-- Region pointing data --
━━━━

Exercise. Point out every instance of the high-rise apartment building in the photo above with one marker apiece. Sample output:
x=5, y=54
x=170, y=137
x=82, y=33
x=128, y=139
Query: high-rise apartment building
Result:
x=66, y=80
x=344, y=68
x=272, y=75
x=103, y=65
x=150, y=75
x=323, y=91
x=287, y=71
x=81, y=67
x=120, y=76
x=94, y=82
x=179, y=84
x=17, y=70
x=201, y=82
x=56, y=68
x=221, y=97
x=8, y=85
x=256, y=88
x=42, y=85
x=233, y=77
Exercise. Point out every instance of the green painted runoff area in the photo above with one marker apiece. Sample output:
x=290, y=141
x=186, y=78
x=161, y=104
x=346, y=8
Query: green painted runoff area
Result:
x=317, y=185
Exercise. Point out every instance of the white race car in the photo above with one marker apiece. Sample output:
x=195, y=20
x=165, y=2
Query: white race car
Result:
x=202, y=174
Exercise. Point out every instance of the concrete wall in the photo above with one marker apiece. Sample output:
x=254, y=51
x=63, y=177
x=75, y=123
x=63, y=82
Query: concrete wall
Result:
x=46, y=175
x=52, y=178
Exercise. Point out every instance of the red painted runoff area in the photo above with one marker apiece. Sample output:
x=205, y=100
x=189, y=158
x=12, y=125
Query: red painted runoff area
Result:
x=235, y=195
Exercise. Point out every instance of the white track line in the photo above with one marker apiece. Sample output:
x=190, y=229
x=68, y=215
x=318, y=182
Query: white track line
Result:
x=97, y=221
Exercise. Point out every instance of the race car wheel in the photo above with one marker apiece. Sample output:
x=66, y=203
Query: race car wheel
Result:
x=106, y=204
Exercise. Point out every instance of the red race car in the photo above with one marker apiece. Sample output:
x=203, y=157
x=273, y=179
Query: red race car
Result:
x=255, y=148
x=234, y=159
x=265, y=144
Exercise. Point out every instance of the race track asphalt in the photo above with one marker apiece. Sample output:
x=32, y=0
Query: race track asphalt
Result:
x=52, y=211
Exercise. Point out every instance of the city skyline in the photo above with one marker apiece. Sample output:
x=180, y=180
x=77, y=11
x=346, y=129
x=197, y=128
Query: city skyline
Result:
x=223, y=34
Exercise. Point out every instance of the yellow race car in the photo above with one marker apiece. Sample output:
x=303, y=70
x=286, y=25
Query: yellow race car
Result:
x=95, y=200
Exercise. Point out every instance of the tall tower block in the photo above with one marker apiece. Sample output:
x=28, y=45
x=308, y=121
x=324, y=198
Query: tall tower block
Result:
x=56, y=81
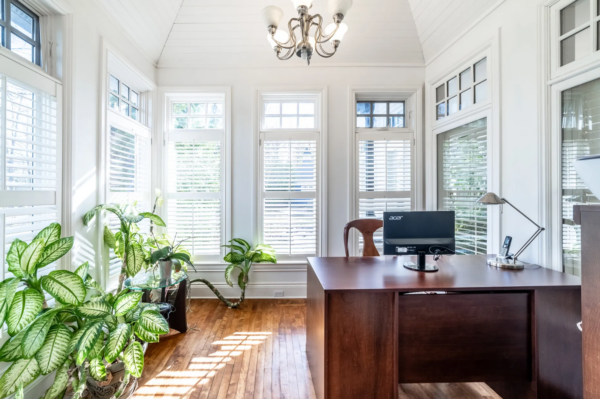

━━━━

-- WHAT YOU WILL DO --
Your copy should match the data above exactly, apart from the pictures.

-- ANSWER BOX --
Exercise. Point out every instance of the high-rise apartment building in the photo above with one marker apiece. Sample output:
x=5, y=54
x=170, y=137
x=82, y=33
x=128, y=139
Query: high-rise apartment building
Result:
x=66, y=80
x=344, y=68
x=272, y=75
x=103, y=65
x=150, y=75
x=323, y=91
x=287, y=71
x=81, y=67
x=120, y=76
x=94, y=82
x=179, y=84
x=17, y=70
x=201, y=82
x=56, y=68
x=221, y=97
x=8, y=85
x=256, y=88
x=42, y=85
x=233, y=77
Exercise. Point out every instance of the green painted runoff area in the photo above with one marker apiece. Sample output:
x=290, y=141
x=186, y=78
x=161, y=104
x=346, y=8
Query: green painted runoff area
Result:
x=317, y=185
Exercise. Point out every instance of the white race car in the photo above with one marker apiece. Sample output:
x=195, y=20
x=165, y=2
Query: white race car
Result:
x=202, y=174
Exercise. Point out every instance of the concrete wall in the photo above with one marker apiece. Sample output:
x=254, y=51
x=63, y=177
x=75, y=123
x=63, y=82
Query: concrete wall
Result:
x=46, y=175
x=52, y=178
Exercise. Point out every instance of the red painted runoff area in the photo above with one marker apiece. Sample output:
x=205, y=100
x=189, y=158
x=12, y=125
Query: red painted runoff area
Result:
x=235, y=195
Exercise. Point out every instance of the white track line in the photo above with one marker apiece. Sample output:
x=190, y=229
x=68, y=215
x=318, y=182
Query: white track line
Result:
x=97, y=221
Exercise. Point out every instance of the race car wheel in the photo above with one marker apiece. Sample output:
x=66, y=203
Query: race car wheel
Result:
x=106, y=204
Exercise. Point out every instance of the red race car in the photo above with one marker apiece. Sample output:
x=203, y=157
x=273, y=179
Query: red race car
Result:
x=255, y=148
x=234, y=159
x=265, y=144
Exercise. Point out every instance of the race track asphalt in the photo above with one marker apiece. Sample output:
x=32, y=0
Query: race track asphalt
Result:
x=52, y=211
Exercise. Point out every instance of the city skyline in the photo above with one marker apiece. Sample output:
x=180, y=180
x=77, y=11
x=346, y=129
x=197, y=128
Query: city skyline
Result:
x=223, y=34
Exercise. Point out every instance of the yellow race car in the photo above with one marker apiece. Sample output:
x=303, y=70
x=286, y=25
Query: yellow race car
Result:
x=95, y=200
Exercise. Point out every instance of the tall tower block in the photo above with one marker apiece. Sample output:
x=28, y=45
x=308, y=121
x=324, y=198
Query: tall tower block
Result:
x=56, y=81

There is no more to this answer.